> TEXT SECTION
We have the most expensive health care system in the world but that does not mean we are the healthiest society. We rank 27th in the world for the quality of our health care. We have 45 million uninsured people. And, worst of all, we are 25th in the world in life expectancy, infant mortality, and rates of immunization. We claim to be the greatest country on Earth but usually that means militarily. Out of the 36 industrialized democracies in the world we are the only one that doesn’t consider health care a right.
Many insured people have to file bankruptcy because their health care coverage doesn’t pay for uncovered deductibles, procedures or co-pays. Also, the bankruptcy law was changed in 2005, making it infinitely more difficult to obtain.
Many people die because their illness is considered pre-existing and they can’t get health care and even fully insured people perish because their treatment is “experimental.” It wasn’t always this way. Centuries of human history have revealed that health care was always considered a right. The village healer was always available and people helped each other.
In the United States between 1940 and 1980, most states had laws requiring hospitals to be non-profit organizations and to treat all who came through their door. The philosophy was that we want doctors making decisions on what is best for their patients and not what makes the most profit.
Then along came Ronald Reagan, followed by Bush Sr., Clinton and Bush Jr. Health care became a privilege and not a right. The local example is the loss of the Washoe County Medical Center as it morphed into Renown Health Care. Now if you have a lot of money you can get the necessary health care. If you aren’t rich, you get what won’t cause a loss to the medical corporation. People in power made huge profits off of the privatization of hospitals by milking all of the money out of them when they made the transition to a private entity.

(Referring expression records)

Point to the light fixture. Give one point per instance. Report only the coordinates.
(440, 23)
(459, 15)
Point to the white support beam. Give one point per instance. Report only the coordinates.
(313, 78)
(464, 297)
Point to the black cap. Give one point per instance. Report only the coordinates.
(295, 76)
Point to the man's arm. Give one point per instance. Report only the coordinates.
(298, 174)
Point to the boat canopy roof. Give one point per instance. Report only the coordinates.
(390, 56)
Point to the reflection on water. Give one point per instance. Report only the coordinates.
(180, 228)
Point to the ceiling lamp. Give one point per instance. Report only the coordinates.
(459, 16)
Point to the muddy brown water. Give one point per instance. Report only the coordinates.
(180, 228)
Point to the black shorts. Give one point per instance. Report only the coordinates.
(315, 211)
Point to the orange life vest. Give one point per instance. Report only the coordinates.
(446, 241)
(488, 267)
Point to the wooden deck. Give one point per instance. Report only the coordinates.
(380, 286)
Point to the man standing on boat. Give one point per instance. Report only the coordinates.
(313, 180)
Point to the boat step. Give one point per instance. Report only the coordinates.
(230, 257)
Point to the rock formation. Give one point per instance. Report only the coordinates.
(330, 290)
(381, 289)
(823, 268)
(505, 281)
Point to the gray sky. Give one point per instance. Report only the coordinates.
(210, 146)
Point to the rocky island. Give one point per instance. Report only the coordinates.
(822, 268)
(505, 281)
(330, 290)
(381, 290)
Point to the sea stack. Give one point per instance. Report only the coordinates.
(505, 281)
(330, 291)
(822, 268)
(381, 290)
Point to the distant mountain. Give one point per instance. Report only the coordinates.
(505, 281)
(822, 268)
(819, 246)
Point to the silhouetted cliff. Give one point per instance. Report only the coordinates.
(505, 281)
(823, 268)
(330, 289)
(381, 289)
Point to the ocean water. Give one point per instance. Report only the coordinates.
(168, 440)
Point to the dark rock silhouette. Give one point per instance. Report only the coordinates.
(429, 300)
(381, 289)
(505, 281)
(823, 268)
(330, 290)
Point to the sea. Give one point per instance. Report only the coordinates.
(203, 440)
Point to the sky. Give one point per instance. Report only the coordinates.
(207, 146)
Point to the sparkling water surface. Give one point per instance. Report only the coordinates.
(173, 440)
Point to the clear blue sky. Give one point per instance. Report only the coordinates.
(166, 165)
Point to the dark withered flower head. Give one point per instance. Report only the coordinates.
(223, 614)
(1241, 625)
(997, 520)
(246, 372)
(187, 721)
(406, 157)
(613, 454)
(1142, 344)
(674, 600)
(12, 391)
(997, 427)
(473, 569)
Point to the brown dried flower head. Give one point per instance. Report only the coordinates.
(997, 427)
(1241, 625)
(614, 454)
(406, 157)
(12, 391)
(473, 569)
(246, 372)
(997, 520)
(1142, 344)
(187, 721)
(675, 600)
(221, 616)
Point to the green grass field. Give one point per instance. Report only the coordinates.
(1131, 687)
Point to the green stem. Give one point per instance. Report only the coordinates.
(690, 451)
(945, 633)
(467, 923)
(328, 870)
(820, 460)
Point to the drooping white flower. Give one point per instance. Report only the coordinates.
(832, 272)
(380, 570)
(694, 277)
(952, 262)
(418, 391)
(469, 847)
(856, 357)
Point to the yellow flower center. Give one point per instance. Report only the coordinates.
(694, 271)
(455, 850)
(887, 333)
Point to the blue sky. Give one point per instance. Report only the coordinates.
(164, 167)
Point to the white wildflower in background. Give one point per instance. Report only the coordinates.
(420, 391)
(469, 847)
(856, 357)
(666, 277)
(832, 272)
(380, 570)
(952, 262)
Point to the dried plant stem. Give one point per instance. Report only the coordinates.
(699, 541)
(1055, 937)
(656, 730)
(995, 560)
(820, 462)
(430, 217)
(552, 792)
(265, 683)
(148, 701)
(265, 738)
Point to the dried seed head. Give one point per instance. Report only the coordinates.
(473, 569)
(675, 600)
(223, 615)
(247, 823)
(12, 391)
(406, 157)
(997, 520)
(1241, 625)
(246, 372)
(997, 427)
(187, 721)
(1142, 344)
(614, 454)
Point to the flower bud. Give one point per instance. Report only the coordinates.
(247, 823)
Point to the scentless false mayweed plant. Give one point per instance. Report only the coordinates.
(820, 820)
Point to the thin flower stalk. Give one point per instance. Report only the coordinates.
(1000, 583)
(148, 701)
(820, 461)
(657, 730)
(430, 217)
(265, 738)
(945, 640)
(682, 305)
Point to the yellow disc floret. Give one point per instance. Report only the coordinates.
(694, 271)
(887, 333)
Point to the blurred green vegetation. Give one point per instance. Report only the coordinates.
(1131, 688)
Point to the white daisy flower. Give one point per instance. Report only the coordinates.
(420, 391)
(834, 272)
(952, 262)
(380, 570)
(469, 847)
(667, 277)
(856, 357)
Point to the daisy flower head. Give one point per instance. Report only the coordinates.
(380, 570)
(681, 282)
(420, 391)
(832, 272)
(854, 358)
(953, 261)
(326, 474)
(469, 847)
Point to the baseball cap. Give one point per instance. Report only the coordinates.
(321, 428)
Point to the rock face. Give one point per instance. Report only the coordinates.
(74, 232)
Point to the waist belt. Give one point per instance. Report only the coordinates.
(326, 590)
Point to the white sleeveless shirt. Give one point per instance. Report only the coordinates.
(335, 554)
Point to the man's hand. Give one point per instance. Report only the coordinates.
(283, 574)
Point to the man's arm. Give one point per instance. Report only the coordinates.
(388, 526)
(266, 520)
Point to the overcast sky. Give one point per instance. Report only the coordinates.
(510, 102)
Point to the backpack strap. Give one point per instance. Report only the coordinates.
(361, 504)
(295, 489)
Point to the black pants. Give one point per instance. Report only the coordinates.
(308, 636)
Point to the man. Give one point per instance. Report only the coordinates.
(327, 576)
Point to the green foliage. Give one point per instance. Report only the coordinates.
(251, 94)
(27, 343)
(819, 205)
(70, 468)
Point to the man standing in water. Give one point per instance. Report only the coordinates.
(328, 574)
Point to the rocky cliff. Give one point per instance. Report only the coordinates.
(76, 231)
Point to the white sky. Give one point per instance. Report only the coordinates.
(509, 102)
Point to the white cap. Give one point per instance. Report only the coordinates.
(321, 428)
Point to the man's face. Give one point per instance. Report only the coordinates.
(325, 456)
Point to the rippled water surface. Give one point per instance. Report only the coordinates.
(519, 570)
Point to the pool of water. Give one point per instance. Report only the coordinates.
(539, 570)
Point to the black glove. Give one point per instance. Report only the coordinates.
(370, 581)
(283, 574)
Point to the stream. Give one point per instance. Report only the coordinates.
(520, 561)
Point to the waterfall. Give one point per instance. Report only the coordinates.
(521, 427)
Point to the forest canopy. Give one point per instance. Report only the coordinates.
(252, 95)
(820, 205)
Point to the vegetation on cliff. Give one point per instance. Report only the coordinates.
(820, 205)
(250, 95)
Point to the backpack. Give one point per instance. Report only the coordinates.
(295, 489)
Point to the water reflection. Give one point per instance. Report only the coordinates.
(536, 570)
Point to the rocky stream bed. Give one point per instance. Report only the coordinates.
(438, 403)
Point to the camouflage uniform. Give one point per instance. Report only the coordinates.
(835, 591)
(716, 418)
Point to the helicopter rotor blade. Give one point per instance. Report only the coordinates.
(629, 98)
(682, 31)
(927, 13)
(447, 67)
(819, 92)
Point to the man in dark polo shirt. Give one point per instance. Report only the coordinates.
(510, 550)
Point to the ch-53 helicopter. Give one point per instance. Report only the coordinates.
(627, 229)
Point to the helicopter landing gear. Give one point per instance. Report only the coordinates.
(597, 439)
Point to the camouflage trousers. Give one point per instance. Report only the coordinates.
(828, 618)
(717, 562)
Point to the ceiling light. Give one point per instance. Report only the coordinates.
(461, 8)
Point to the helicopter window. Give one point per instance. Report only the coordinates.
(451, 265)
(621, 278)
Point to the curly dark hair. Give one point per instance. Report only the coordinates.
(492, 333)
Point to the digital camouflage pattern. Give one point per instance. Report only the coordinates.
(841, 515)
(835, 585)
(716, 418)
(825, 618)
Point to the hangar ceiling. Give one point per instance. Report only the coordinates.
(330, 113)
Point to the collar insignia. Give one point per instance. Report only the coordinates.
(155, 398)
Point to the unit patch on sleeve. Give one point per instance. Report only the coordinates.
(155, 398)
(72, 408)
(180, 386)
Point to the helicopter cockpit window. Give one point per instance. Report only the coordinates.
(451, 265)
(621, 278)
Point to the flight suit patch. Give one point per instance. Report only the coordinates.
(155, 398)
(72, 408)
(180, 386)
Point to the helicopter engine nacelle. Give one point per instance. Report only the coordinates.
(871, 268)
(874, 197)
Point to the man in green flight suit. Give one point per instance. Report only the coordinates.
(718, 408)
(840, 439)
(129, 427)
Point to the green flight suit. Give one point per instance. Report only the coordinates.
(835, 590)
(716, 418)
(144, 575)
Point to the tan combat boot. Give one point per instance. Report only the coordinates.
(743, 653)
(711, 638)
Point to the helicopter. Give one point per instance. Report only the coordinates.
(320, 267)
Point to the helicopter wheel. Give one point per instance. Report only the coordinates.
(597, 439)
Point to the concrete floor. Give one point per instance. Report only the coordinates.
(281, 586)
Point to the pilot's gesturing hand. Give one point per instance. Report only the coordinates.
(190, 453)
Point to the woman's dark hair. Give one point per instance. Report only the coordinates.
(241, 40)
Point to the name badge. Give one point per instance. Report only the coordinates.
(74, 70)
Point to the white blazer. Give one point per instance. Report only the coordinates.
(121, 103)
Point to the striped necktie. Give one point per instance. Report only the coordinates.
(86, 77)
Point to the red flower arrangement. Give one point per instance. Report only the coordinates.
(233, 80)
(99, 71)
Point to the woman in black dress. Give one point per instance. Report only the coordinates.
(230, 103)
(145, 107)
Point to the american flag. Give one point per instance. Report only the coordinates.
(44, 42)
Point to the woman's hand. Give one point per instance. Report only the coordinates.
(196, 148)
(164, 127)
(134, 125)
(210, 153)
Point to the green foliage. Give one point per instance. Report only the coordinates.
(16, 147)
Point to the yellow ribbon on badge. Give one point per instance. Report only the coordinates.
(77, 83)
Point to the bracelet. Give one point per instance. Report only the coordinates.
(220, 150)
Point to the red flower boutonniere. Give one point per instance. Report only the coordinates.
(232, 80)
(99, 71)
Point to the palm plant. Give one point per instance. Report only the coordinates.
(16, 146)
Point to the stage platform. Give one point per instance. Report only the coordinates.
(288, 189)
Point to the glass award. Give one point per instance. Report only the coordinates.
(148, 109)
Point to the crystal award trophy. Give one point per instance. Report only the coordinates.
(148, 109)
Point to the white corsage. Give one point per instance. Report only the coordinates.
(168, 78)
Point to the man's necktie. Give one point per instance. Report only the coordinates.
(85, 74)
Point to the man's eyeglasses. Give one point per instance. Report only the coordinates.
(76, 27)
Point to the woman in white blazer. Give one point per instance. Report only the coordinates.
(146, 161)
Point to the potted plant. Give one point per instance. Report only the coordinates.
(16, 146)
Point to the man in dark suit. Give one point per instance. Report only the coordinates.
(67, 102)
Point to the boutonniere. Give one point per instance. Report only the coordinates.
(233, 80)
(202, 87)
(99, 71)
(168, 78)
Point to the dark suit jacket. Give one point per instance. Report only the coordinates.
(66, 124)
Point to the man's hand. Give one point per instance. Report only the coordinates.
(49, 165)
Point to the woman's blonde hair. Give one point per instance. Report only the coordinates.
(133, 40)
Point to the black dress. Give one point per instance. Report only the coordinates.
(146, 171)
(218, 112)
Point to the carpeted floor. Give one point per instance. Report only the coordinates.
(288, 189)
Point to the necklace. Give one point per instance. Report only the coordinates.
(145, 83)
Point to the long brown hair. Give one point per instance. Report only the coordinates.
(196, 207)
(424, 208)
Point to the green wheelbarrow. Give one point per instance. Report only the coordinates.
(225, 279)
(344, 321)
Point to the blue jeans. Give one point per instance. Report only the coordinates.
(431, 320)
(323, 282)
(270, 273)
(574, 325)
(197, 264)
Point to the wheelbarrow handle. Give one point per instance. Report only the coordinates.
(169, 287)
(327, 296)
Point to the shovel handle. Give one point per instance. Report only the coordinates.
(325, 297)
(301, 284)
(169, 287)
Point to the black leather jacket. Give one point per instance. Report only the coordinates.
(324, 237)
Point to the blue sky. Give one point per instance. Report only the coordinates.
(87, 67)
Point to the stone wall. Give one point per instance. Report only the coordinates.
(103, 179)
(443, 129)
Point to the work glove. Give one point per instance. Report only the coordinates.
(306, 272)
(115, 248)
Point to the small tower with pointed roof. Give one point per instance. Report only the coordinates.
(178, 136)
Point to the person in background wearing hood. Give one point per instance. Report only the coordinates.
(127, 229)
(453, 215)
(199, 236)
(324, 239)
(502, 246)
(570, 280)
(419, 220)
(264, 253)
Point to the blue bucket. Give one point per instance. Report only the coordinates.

> YOUR GOAL
Can you carry on the text about U.S. health care from the point where it stops? These records have no connection to the text on health care.

> SOLVED EXERCISE
We have two methods to bring the United States up to first world standards. We can socialize medicine where government provides all the health care through its own facilities and doctors. Or we can have single payer healt care where the government is the only insurance company. The Veterans Administration is an example of socialized medicine and Medicare is an example of a single payer system.
In a single payer system you can still choose your doctor and just show your health card and get treatment. If you have money you can still get private medical services.
We have been brainwashed that privatization and competition leads to better health care services. It doesn’t. It just leads to monopolies and more money for those in control of the large corporations.
We need to reclaim our right to health care. We need to guarantee health care for all our citizens. If that means that someone can’t make a profit, so be it. No one should profit off the suffering of others.